_Exercise instructions_. Copy out every line of the records below word for word, but leave the pictures out.

--- start Data provided ---

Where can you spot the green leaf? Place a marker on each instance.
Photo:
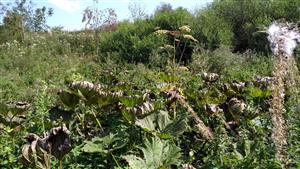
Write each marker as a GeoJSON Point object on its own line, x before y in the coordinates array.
{"type": "Point", "coordinates": [157, 154]}
{"type": "Point", "coordinates": [161, 124]}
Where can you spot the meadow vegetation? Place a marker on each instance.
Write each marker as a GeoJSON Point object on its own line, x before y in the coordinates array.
{"type": "Point", "coordinates": [172, 90]}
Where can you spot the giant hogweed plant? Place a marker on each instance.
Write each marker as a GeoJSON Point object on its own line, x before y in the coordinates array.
{"type": "Point", "coordinates": [121, 124]}
{"type": "Point", "coordinates": [182, 43]}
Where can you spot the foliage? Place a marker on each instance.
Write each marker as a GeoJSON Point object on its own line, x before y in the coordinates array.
{"type": "Point", "coordinates": [157, 154]}
{"type": "Point", "coordinates": [125, 114]}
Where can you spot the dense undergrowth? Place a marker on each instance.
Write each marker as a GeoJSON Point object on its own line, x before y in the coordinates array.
{"type": "Point", "coordinates": [137, 103]}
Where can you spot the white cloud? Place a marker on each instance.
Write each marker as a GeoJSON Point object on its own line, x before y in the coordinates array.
{"type": "Point", "coordinates": [67, 5]}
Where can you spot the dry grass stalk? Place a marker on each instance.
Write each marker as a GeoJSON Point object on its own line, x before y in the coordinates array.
{"type": "Point", "coordinates": [200, 127]}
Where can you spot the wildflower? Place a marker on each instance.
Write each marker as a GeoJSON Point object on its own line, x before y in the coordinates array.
{"type": "Point", "coordinates": [185, 29]}
{"type": "Point", "coordinates": [190, 37]}
{"type": "Point", "coordinates": [168, 47]}
{"type": "Point", "coordinates": [161, 32]}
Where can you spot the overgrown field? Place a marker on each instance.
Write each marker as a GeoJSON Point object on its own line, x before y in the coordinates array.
{"type": "Point", "coordinates": [175, 90]}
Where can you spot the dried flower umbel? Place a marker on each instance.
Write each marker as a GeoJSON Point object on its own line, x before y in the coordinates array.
{"type": "Point", "coordinates": [38, 152]}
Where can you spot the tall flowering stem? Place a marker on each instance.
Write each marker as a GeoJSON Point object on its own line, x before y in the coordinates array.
{"type": "Point", "coordinates": [283, 38]}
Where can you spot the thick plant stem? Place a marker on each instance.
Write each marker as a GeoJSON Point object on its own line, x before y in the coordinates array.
{"type": "Point", "coordinates": [277, 108]}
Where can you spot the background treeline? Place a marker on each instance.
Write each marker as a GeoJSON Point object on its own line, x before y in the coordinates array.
{"type": "Point", "coordinates": [146, 58]}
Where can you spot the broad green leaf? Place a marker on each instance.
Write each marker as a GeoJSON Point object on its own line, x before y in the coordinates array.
{"type": "Point", "coordinates": [94, 146]}
{"type": "Point", "coordinates": [161, 124]}
{"type": "Point", "coordinates": [157, 154]}
{"type": "Point", "coordinates": [105, 144]}
{"type": "Point", "coordinates": [147, 122]}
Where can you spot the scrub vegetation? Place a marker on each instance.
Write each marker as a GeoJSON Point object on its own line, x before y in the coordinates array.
{"type": "Point", "coordinates": [176, 89]}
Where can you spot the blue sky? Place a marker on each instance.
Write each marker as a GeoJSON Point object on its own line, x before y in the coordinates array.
{"type": "Point", "coordinates": [68, 13]}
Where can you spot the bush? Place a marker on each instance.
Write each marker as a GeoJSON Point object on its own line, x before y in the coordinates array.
{"type": "Point", "coordinates": [135, 42]}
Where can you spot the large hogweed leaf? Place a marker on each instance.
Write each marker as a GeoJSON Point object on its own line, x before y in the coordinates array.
{"type": "Point", "coordinates": [157, 154]}
{"type": "Point", "coordinates": [104, 144]}
{"type": "Point", "coordinates": [162, 125]}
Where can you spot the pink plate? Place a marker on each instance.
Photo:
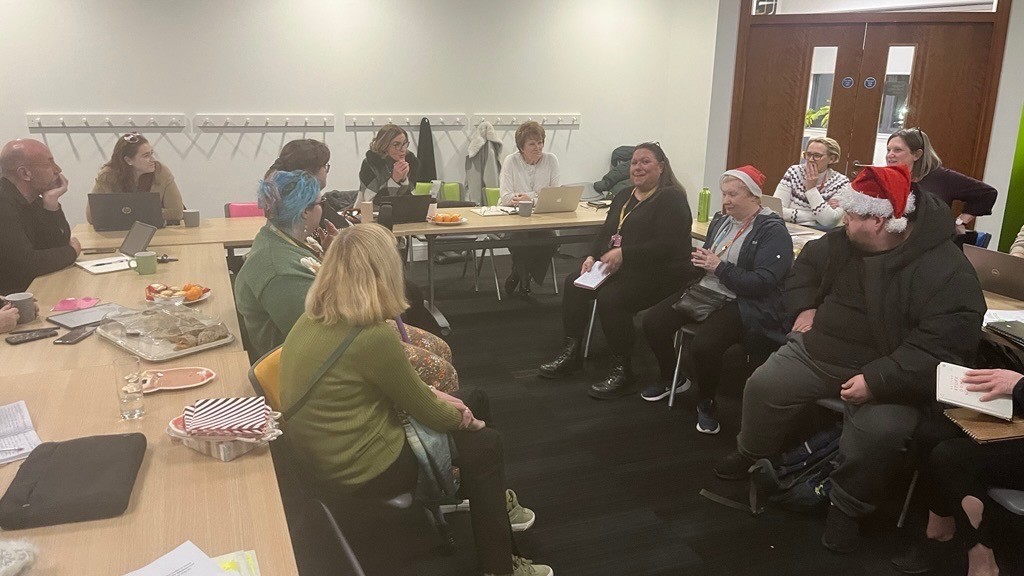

--- end Data provided ---

_Task output_.
Where can you spot the green leaf? Place a marker on each instance.
Photo:
Write each marker as a GeoJSON Point object on its own line, x before y in the coordinates array.
{"type": "Point", "coordinates": [157, 154]}
{"type": "Point", "coordinates": [161, 124]}
Where can you spot the meadow vegetation? Place a marker on each instance.
Write each marker as a GeoJSON Point object on its own line, x before y in the coordinates array.
{"type": "Point", "coordinates": [172, 90]}
Where can you spot the giant hogweed plant? Place a marker on each instance.
Write each marker as a GeoJSON Point object on its own line, x before y in the coordinates array.
{"type": "Point", "coordinates": [121, 124]}
{"type": "Point", "coordinates": [182, 43]}
Where can you spot the foliage? Place a marker on each instance.
Write each marker as a GeoJSON Point object on its own line, x before y in the coordinates array.
{"type": "Point", "coordinates": [157, 154]}
{"type": "Point", "coordinates": [125, 114]}
Where can you spot the dense undergrowth? Place a marker on each instance.
Write each marker as a GeoJSON Point object on its own line, x before y in the coordinates array.
{"type": "Point", "coordinates": [137, 103]}
Where can you spot the white cloud? Place a marker on each instance.
Write each marker as a GeoJSON Point object on its own line, x before y in the coordinates array.
{"type": "Point", "coordinates": [67, 5]}
Where can you spot the dry grass stalk? Place a marker on each instance.
Write each marker as a GeoJSON Point object on its own line, x before y in the coordinates array.
{"type": "Point", "coordinates": [200, 127]}
Where can you spot the wildflower? Place a marker on each instance.
Write each marker as a GeoJSON Point object on its own line, x before y in the coordinates array.
{"type": "Point", "coordinates": [185, 29]}
{"type": "Point", "coordinates": [190, 37]}
{"type": "Point", "coordinates": [168, 47]}
{"type": "Point", "coordinates": [161, 32]}
Where can you spot the overgrown field? Place a marker on each instance.
Write each marker as a GeoJSON Point object on its own line, x before y in the coordinates array.
{"type": "Point", "coordinates": [175, 90]}
Where can you spot the dried flower umbel? Place a marker on each instance.
Write each marker as a GeoJSON Point object on its own line, x before y in the coordinates array.
{"type": "Point", "coordinates": [38, 152]}
Where can you spot the tall flowering stem? Place a marker on each instance.
Write each marker as a GeoJSON Point object on its own line, x before y in the coordinates array.
{"type": "Point", "coordinates": [283, 38]}
Where can you spot the thick plant stem? Place a marker on each instance.
Write each marker as a GeoJSON Point object on its own line, x before y in the coordinates array.
{"type": "Point", "coordinates": [277, 108]}
Where can you spot the background treeline? Place a marker on each instance.
Write each marker as a GeoJSON Point object on its own line, x before y in the coordinates array.
{"type": "Point", "coordinates": [146, 58]}
Where can you spot the broad green leaf? Place a marker on each instance.
Write each marker as a GeoJSON Point object on its own line, x before y in the coordinates array.
{"type": "Point", "coordinates": [94, 146]}
{"type": "Point", "coordinates": [161, 124]}
{"type": "Point", "coordinates": [157, 154]}
{"type": "Point", "coordinates": [105, 144]}
{"type": "Point", "coordinates": [147, 122]}
Where can you spot the scrub vegetation? Place a marker on each instance.
Write each marker as a GeoJSON Point object on its own line, x before y in the coordinates array.
{"type": "Point", "coordinates": [176, 89]}
Where can you spot the blue sky? Place a marker on each instance.
Write each marker as a GeoJSON Point object on its own line, x before y in the coordinates array.
{"type": "Point", "coordinates": [68, 13]}
Where can you spot the bush? Place a marker on each instance.
Write each marker as a GeoJSON Point object on its own line, x before y in the coordinates array.
{"type": "Point", "coordinates": [135, 42]}
Where can you spot the large hogweed leaf? Place a marker on each instance.
Write each marker as a GeoJSON Point object on its own line, x before y in the coordinates array.
{"type": "Point", "coordinates": [157, 154]}
{"type": "Point", "coordinates": [104, 144]}
{"type": "Point", "coordinates": [162, 125]}
Where can you spot the pink plate? Place a marker on each instance.
Photo:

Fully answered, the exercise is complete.